* begin Information supplied *

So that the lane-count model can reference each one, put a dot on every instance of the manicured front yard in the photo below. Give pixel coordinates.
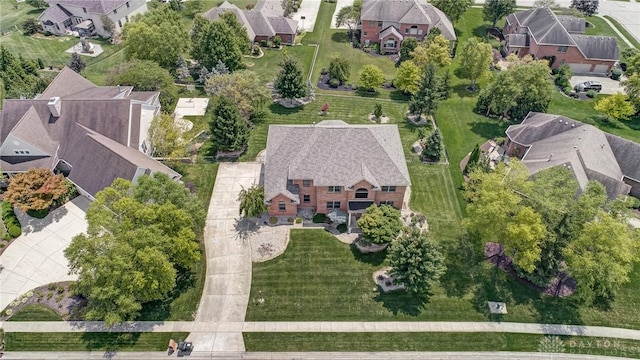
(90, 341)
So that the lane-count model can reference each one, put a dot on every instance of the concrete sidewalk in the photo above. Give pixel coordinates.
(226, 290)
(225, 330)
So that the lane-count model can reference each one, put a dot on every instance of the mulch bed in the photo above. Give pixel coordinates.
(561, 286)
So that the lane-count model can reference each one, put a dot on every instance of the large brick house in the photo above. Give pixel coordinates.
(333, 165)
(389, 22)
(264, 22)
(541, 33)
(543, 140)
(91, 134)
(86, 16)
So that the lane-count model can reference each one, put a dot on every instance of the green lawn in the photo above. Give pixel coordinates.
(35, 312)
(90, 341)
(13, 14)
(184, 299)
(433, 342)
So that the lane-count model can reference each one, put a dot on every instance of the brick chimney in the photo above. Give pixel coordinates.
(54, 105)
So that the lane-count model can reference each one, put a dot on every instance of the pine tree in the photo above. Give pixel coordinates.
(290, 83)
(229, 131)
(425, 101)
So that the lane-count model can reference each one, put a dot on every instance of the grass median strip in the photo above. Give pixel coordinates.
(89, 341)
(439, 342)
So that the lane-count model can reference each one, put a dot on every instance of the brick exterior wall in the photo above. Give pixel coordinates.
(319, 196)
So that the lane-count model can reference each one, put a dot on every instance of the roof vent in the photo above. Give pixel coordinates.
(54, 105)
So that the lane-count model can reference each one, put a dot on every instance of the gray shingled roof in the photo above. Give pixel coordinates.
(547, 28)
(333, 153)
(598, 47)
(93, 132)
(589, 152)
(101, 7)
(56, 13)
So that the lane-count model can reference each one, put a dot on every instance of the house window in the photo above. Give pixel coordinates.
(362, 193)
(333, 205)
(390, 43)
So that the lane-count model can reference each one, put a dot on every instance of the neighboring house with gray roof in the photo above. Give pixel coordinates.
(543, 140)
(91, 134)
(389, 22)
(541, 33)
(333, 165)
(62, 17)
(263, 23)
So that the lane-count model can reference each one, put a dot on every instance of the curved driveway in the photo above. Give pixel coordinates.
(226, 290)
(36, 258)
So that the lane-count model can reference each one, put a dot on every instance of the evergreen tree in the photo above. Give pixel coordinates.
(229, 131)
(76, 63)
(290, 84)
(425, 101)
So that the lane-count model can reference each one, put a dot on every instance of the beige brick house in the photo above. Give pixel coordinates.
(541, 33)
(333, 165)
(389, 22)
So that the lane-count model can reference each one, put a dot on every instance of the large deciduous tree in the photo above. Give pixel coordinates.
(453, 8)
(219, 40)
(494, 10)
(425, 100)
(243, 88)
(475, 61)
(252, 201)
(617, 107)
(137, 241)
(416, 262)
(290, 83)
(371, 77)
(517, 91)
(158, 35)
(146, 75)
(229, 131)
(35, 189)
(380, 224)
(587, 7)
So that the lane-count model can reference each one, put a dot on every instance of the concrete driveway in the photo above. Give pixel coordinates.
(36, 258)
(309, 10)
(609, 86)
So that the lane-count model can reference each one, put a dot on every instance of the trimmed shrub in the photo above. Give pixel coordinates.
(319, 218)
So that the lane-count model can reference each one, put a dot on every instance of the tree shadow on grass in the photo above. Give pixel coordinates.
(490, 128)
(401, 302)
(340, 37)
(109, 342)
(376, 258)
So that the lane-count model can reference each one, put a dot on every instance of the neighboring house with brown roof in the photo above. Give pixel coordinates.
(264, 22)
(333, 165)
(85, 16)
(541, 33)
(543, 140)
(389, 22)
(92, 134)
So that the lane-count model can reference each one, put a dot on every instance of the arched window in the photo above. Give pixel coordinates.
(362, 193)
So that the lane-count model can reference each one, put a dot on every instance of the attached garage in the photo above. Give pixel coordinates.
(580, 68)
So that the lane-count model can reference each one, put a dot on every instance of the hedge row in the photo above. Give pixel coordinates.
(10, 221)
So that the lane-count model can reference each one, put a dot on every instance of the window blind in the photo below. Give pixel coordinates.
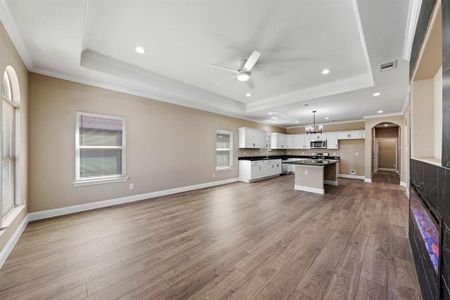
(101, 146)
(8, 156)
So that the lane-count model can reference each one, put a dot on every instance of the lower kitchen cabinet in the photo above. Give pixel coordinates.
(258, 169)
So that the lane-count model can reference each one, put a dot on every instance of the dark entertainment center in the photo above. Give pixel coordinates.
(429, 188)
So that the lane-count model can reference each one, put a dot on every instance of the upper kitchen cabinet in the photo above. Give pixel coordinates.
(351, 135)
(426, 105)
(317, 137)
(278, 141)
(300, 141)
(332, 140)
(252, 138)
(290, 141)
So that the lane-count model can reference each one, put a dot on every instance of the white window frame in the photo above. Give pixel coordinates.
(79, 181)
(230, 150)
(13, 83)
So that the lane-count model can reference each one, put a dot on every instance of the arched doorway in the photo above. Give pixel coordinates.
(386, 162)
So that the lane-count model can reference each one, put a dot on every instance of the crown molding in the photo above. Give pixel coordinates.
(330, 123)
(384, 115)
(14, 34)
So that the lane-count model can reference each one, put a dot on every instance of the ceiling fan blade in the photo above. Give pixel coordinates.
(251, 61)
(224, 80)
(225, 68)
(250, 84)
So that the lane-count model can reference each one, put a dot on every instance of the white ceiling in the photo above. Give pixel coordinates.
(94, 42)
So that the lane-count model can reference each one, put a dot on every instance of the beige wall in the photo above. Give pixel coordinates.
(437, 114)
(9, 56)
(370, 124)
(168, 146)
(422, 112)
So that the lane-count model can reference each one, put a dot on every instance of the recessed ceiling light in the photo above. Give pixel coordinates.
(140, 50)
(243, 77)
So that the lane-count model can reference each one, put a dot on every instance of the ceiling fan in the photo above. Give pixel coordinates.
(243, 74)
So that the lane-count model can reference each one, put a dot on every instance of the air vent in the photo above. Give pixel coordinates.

* end Information supplied *

-- What you have to do --
Copy word for word every line of the rows, starting at the line that contains "frame in the photo above. Give pixel coordinates." and continuing up to and including the final line of the rows.

-- The solution --
So that the lane-count model can reference each one, put a dot on every instance of the white window frame in the photo above. Give pixel coordinates.
(79, 181)
(230, 150)
(13, 83)
So that the lane-count model can reference each one, put a dot on every instance of the arched doorway in the photo above. Give pixel coordinates.
(386, 162)
So that the lane-count model can reference each one, put a dot on every instance of the crown molding in the photo above. Give pixel coordinates.
(330, 123)
(384, 115)
(14, 34)
So that the lane-count model can reference each one, put a dot on every instance of the ceiling fan blade in the photo above. Give pixel coordinates.
(251, 61)
(224, 80)
(225, 68)
(250, 84)
So that the lane-count model can reference each one, put a dot on every instance of the white ceiling in the photo above. Give pixel coordinates.
(94, 42)
So that the lane-count model can reference each one, put a dot on every instance of the beige wall in the photo above. Give pixel coordinates.
(437, 114)
(9, 56)
(370, 124)
(168, 146)
(422, 112)
So that the lane-count model can reference each one, put a dot on every instance of the recessed ceiling light in the photo above. Give pixel coordinates.
(140, 50)
(243, 77)
So that the lane-count model can reference each one, put a dot on every instance of the ceiling fan in the photo above. Give pixel coordinates.
(243, 74)
So that the lane-count model can reference each one, put a dot on every instance of the air vent in the photo above. Give pixel coordinates.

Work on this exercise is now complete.